Brief:
Copy each line of the listing below exactly.

— START OF Recorded information —

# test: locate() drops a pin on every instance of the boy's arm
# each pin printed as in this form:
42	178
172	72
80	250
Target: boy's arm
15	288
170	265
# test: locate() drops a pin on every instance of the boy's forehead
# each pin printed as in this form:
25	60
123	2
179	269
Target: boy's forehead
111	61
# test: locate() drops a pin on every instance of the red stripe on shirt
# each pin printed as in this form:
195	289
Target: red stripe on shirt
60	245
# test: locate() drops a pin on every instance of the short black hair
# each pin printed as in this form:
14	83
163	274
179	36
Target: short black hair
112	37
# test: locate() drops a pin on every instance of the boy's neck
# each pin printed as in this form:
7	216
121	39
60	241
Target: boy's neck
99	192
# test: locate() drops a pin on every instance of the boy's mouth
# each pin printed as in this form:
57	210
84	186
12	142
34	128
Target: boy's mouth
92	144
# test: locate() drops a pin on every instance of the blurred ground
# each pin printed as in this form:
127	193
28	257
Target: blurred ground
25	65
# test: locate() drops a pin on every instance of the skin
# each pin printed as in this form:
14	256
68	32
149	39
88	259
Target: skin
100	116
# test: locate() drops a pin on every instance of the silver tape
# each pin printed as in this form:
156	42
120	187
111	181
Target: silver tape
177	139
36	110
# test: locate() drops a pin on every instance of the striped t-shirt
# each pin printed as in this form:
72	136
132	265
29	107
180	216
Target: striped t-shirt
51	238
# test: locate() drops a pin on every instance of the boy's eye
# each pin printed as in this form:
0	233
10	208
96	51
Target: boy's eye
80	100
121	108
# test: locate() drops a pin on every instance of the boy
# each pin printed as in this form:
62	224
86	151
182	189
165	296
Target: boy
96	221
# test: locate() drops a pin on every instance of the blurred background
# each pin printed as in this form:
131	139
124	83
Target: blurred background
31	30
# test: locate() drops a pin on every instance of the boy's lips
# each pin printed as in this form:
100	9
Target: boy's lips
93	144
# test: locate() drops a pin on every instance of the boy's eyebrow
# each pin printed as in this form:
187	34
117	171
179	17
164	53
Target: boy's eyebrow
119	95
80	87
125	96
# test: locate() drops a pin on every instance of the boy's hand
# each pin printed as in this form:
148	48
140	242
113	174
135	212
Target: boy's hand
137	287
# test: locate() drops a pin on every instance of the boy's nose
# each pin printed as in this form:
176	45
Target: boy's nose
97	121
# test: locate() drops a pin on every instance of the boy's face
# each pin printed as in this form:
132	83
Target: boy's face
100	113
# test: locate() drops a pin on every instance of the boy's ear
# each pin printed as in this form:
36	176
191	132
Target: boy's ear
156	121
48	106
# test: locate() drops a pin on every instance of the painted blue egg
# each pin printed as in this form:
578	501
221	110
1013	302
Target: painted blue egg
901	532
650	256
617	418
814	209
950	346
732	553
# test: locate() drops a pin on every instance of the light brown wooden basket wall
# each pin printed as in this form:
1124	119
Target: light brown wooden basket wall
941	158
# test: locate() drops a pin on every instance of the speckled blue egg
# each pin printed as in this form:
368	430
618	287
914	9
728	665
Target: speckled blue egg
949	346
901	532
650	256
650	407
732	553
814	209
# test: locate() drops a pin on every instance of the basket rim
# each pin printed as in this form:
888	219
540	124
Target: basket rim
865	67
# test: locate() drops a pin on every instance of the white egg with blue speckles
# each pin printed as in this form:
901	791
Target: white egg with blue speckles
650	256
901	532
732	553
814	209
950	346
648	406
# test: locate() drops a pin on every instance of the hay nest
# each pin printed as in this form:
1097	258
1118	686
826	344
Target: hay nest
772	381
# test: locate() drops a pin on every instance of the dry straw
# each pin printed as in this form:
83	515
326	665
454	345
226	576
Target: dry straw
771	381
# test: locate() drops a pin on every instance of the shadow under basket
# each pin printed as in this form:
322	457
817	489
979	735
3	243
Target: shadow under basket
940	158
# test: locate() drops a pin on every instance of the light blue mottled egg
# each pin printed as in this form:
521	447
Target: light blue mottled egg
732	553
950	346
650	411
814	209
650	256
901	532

— END OF Recorded information —

Exercise answer:
# test: locate() drops a pin on every instance of the boy's arm
# each pin printed as in this form:
42	178
172	72
80	250
Target: boy's arm
15	288
170	265
# test: locate() drops a pin on every instance of the boy's forehead
# each pin printed as in this form:
25	60
123	2
179	269
Target: boy's forehead
111	61
# test: locate() drops a pin on every instance of the red stripe on shirt
# each pin printed as in this form:
195	289
Target: red stripe on shirt
60	245
# test: locate() drops a pin on every instance of the short black hair
# each pin printed as in this form:
14	83
163	274
179	36
Target: short black hair
112	37
# test: locate() drops a pin on every instance of the boy's neck
# each pin printed as in this form:
7	216
121	39
60	241
Target: boy's neck
99	192
# test: locate() drops a pin on every instance of the boy's mouth
# each pin printed as in this form:
57	210
84	186
12	142
34	128
Target: boy's mouth
92	144
# test: locate() drops a pin on every instance of the blurred ground
# each pin printed as in this form:
127	193
28	257
Target: blurred ground
25	65
# test: locate() drops a pin on every instance of the skin
# each pin printed as in this form:
14	256
68	32
149	39
88	259
Target: skin
100	116
# test: locate() drops a pin on every instance of the silver tape
# each pin printed as in this form:
156	42
120	187
111	181
Target: silver tape
177	139
36	110
# test: locate() drops a pin on every instance of the striped t-shirt
# each pin printed as in this form:
72	136
132	265
29	107
180	216
Target: striped t-shirt
51	238
# test: locate() drops a pin on every instance of the boy's eye
# each pin printed as in this form:
0	233
10	208
96	51
Target: boy's eye
80	100
121	108
# test: locate() drops a pin on every instance of the boy
# each pin printed as in this form:
62	224
86	151
182	189
165	296
Target: boy
96	221
# test: locate() drops a pin on every instance of the blurred background
# each pin printed as in this form:
131	139
124	83
Target: blurred background
31	30
# test: locate() drops a pin on every instance of the boy's lips
# each pin printed as in this form:
100	9
Target: boy's lips
93	144
# test: locate() drops a pin on every instance of the boy's eyebrow
# each pin printed as in this form:
187	34
117	171
179	17
164	53
Target: boy's eyebrow
119	95
80	87
125	96
# test: locate() drops a pin on every instance of the boy's hand
# each pin printed as in this form:
148	48
140	242
113	174
135	212
Target: boy's hand
137	287
# test: locate() drops a pin on every instance of the boy's nose
# each pin printed as in this form:
176	45
Target: boy's nose
97	121
# test: locate() drops a pin on every instance of the boy's face
# each pin printed as in this form:
132	83
Target: boy's face
100	113
# test: locate() drops a pin on every instance of the boy's ear
# each pin printed as in this form:
36	176
191	132
Target: boy's ear
156	121
48	106
# test: locate() drops a pin on every instance of the painted blue egg
# each pin printed as in this form:
578	501
221	110
1013	302
Target: painted blue egg
901	532
650	256
617	418
814	209
950	346
732	553
# test: locate() drops a pin on every instance of the light brown wooden basket wall
# each pin printed as in this form:
1124	119
Target: light brown wooden basket wall
941	158
# test: locate() drops a pin on every instance of the speckled blue egg
# each pin printed as in this form:
368	430
618	287
914	9
728	665
Target: speckled blue egg
949	346
901	532
650	256
650	407
732	553
814	209
# test: locate() drops a pin on every instance of the basket rim
# each pin printed as in this form:
888	219
540	124
Target: basket rim
865	67
# test: locate() drops a pin on every instance of the white egg with blue speckles
# each pin printed as in this form:
901	791
Target: white egg with blue speckles
650	256
901	532
732	553
814	209
950	346
648	406
# test: locate() drops a pin on every instance of the hay nest
# each pin printed as in this form:
1097	258
1118	686
826	344
Target: hay nest
772	381
# test: locate() drops a pin on every instance of the dry straw
# each pin printed as in this form:
83	515
326	665
454	345
226	576
Target: dry straw
771	381
# test: locate() drops a pin on every instance of the shadow under basket
# each pin printed as in this form:
322	457
817	489
979	735
3	243
Target: shadow under basket
940	158
# test: locate() drops a pin on every instance of the light blue mottled egg
# each pin printed as in this form:
521	447
Target: light blue mottled egg
732	553
950	346
650	411
814	209
650	256
901	532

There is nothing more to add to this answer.